#### The request
Lines from the one containing "Target: van side mirror" through the end of the data are to be returned exactly, and no others.

#### Dataset entries
* begin *

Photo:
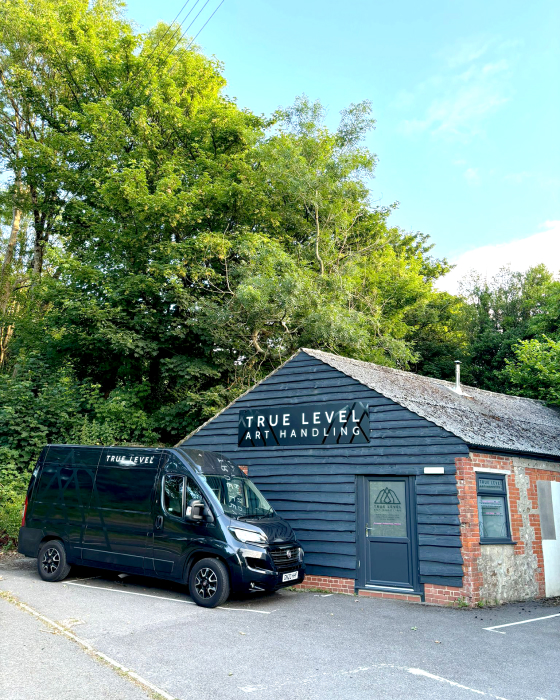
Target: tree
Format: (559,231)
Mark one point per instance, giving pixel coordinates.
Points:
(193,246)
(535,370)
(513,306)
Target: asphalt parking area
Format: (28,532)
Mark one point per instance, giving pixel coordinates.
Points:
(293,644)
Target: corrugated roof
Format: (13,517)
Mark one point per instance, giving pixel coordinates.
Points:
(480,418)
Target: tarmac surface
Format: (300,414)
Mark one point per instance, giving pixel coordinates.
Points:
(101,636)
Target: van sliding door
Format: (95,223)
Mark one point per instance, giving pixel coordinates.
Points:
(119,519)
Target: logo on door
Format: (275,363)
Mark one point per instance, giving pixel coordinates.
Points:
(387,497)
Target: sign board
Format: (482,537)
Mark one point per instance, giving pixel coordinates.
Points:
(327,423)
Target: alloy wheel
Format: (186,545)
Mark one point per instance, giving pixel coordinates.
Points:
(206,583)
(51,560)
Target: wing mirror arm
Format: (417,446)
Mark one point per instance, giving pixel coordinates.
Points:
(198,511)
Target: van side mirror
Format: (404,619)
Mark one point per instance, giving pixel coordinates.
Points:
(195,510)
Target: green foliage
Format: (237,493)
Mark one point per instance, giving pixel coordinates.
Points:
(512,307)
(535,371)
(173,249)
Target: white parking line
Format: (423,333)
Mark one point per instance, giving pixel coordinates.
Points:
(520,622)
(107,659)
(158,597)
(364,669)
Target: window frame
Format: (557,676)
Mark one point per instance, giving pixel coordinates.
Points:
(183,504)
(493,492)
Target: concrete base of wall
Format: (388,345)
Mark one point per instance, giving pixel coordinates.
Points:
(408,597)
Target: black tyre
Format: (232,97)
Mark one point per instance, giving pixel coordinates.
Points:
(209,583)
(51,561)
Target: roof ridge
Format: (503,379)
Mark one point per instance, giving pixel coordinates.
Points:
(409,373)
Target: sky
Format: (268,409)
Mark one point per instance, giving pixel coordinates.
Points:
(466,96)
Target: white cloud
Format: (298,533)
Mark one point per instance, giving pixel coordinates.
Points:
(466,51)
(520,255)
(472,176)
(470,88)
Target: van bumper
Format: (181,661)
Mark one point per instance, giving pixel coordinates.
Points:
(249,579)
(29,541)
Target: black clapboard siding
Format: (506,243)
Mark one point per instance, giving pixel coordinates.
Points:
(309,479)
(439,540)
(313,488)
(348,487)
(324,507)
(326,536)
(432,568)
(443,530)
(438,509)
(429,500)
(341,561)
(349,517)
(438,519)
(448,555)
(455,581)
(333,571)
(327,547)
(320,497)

* end *

#### Answer to this exercise
Target: van side mirror
Format: (404,619)
Mark one point per instance, giving pixel coordinates.
Points:
(195,510)
Target: green foliage
Format: (237,493)
Mark one point per instance, giving pixel coordinates.
Points:
(512,307)
(535,371)
(173,249)
Target: white parking line
Format: (423,333)
Mark one point per instance, giving pixel coordinates.
Points:
(520,622)
(107,659)
(158,597)
(364,669)
Target: window frame
Format: (557,676)
Mark one point per instance, giving pixel coordinates.
Points:
(183,504)
(493,492)
Target: concrete base of wall
Format: (388,345)
Mark one point per instance, giving pixel coordinates.
Points:
(408,597)
Target: black tyre
Format: (232,97)
Mark one point per instance, giving pixel coordinates.
Points:
(209,583)
(51,561)
Target: roof ridge
Format: (503,379)
Mark one point per instance, giving pixel coordinates.
Points:
(409,373)
Target: sky
Format: (268,409)
Mark one point per instance, giving pixel coordinates.
Points:
(466,96)
Target: white cloud
Format: (298,533)
Mark one point per instance, giving pixel coordinates.
Points:
(466,51)
(520,255)
(472,176)
(470,88)
Target: van bumper
Format: (181,661)
Mark one point per instance, giving pixel coordinates.
Points:
(249,579)
(29,541)
Target: black clapboard siding
Format: (506,243)
Mark one point per instance, giving pixel coordinates.
Points:
(309,479)
(439,540)
(313,488)
(348,487)
(324,507)
(326,536)
(432,568)
(443,530)
(438,509)
(429,500)
(341,561)
(349,517)
(438,519)
(448,555)
(455,581)
(333,571)
(327,547)
(320,497)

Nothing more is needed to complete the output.